= 設問 =
[1] 食用油噴射器についての文書を読み、次の問いに答えてください。
(a) ピストンは、何の附勢力によって噴射筒内から退出していましたか。
(b) エアゾールタイプで散布される油が細かい霧状になり過ぎたのは、なぜですか。
(c) オリフィスの径を大きくすると、どのような現象が生じましたか。
[2] 次の各文が食用油噴射器についての文書の内容と合っているかどうかを判断してください。根拠となる箇所を文書から正確に引用してください。
(a) 食用油は、直接垂らすほうが散布するよりもむらがない。
(b) トリガースプレータイプの噴射器は、本来、粘性の低い液体を対象として開発された。
(c) 特許文献2の発明では、規制溝がオリフィスと平行になるようにノズル表面に設けられる。
[3] 食用油噴射器についての文書を、最後の文に続けて書き進めてください。

この考案は、食用油を散布するためのトリガースプレータイプの噴射器に関する。
トリガーの揺動運動をピストンの往復動に変換して、ポンプ作用により液体を容器内より吸い込むと共に加圧して霧状に噴出させる液体噴霧器が広く使用されている(例えば特許文献1)。この種の噴霧器においては、ピストンが噴射筒内に進入することによりその内圧を高めて液体を噴出し、噴射筒内より退出することによりその内圧を低めて負圧により容器内の液体を吸い込む作用を果たす。そして、この場合、ピストンは指先により連結されたトリガーを手前に引くことにより噴射筒内に進入し、指先の力を弱めることにより予め設けられた圧縮コイルバネの附勢力により噴射筒内より退出していた。そして、噴射筒から圧送される液体は噴射筒先端のスピンナーに送り出され、スピンナーにより渦流化されてノズルチップから霧状に噴射される。
ところで噴射される液体は多様化しており、食用油もその一つである。食用油は拡散して調理器具や食品に散布されることによりこれらに均一に付着するので、直接垂らす場合に比べてむらがなく、また、使用量も軽減でき経済的であり、迅速な調理にも寄与する。そのための噴射器としてはガス圧により食用油を散布するエアゾールタイプのものが使用されていたが、噴射圧力が高いので散布される油が細かい霧状になり過ぎ、引火しやすい危険があった。また、ガスを供給するためのボンベの大きさには限界があるので持続時間に難があり、さらにガスが環境に与える現代的な問題も考慮しなければならなかった。
これに対し、トリガースプレータイプの噴射器は前記の問題がない。しかしながら、この種の噴射器は本来粘性の低い液体を対象として開発されたものであり、それを例えばサラダオイルや液状マーガリンなどの食用油に使用した場合、粘度が低い液体を想定したオリフィスでは径が小さすぎ内部抵抗が大きくなり、目詰まりを起こす現象を生じた。一方、オリフィスの径を大きくすると噴射される食用油がうまく拡散されず、一本の棒状にしか噴射されない現象を生じた。
以上の問題を解消するための一助として、底部に向かうに従い狭まる断面形状とした直線状の規制溝をその中央部にオリフィスの開口端が連通するようにオリフィスと直交してノズル表面に設ける発明が提案されている(特許文献2)。

= 保存データ =

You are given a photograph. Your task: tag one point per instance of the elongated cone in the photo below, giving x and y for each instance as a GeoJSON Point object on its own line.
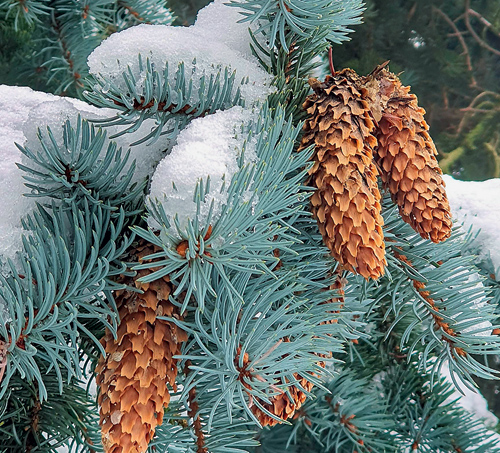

= 解答 =
[1]
(a) 予め設けられた圧縮コイルバネの附勢力です。
(b) 噴射圧力が高いからです。
(c) 噴射される食用油がうまく拡散されず、一本の棒状にしか噴射されない現象が生じました。

[2]
(a) いいえ。「直接垂らす場合に比べてむらがなく」とあります。
(b) はい。「この種の噴射器は本来粘性の低い液体を対象として開発されたものであり」とあります。
(c) いいえ。「オリフィスと直交してノズル表面に設ける」とあります。

[3]
特公昭61−920号公報 特表2001−518000号公報
前記特許文献2に記載の発明によれば、オリフィスの開口端から噴射される食用油は規制溝の内壁に当たった開口に向かって広がるように散布される。その結果、食用油は通常の噴射器のように逆円錐状に拡散して散布されるのではなく、幅狭の扇状に散布されることとなる。
しかしながら、前記の成果は単に前記のような規制溝を設ければ得られるというものではなく、その前提として散布される食用油を充分な噴射量をもって圧送すると共に、充分に渦流化しないと、うまく拡散されず、一本の棒状にしか噴射されない結果に終わってしまうおそれがあった。
そして、そのためにはオリフィスの径やスピンナーの形状、スピンナーとノズルチップとの間に形成されるスピンナー室の大きさの設定に関し綿密な配慮を要した。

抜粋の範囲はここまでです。